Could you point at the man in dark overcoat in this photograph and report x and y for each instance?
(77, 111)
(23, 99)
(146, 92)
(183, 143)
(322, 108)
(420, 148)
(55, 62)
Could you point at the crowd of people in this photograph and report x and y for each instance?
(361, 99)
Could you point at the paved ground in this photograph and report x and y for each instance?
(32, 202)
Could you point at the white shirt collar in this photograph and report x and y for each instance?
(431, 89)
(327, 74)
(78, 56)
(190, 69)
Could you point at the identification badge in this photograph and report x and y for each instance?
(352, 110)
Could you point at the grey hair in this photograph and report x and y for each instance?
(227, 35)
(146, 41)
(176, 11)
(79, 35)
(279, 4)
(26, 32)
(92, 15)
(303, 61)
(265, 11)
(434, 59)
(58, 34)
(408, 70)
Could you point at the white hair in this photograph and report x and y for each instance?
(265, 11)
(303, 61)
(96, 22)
* * *
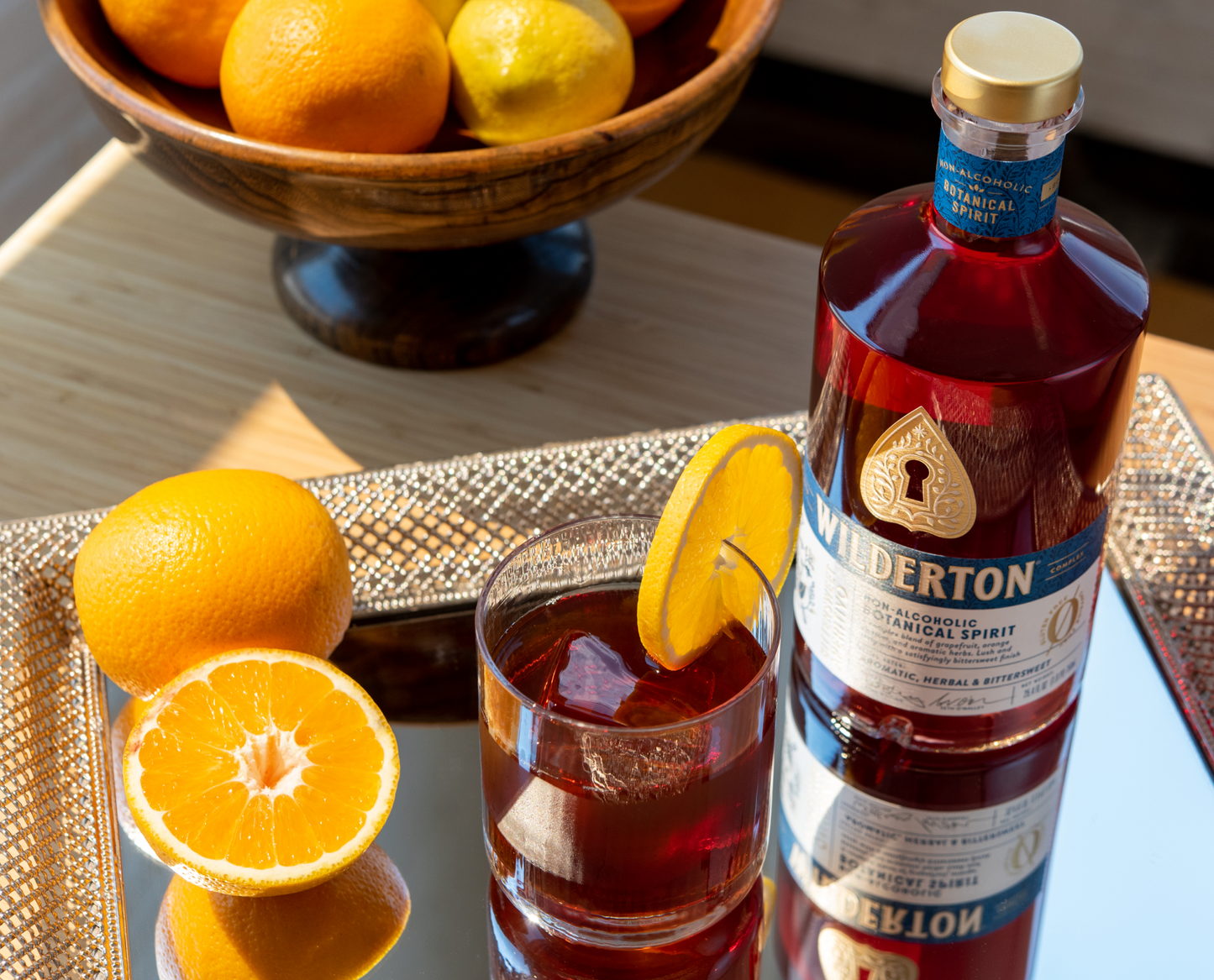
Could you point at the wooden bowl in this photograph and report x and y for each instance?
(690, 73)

§ SHORT PROBLEM:
List each line of the entries above that contains the word "Could", with case counting.

§ REPLY TO THE TASK:
Could you point at the man in dark overcoat in this photograph and report x and y for each instance?
Could you point at the crowd of people in this photograph and report x and y for each instance?
Could you point at the paved ground in this photograph and report x and y for each instance?
Could you point at the white shirt collar in this photograph and report x and y for each instance?
Could you point at the identification badge in this photograph and report x and y for each instance?
Could you point at the grey hair in this photograph and report x and y for each instance?
Could you point at the white hair in this photograph and report x and y for each instance?
Could you point at the wooden bowl in this photograph and report x and y for each instance?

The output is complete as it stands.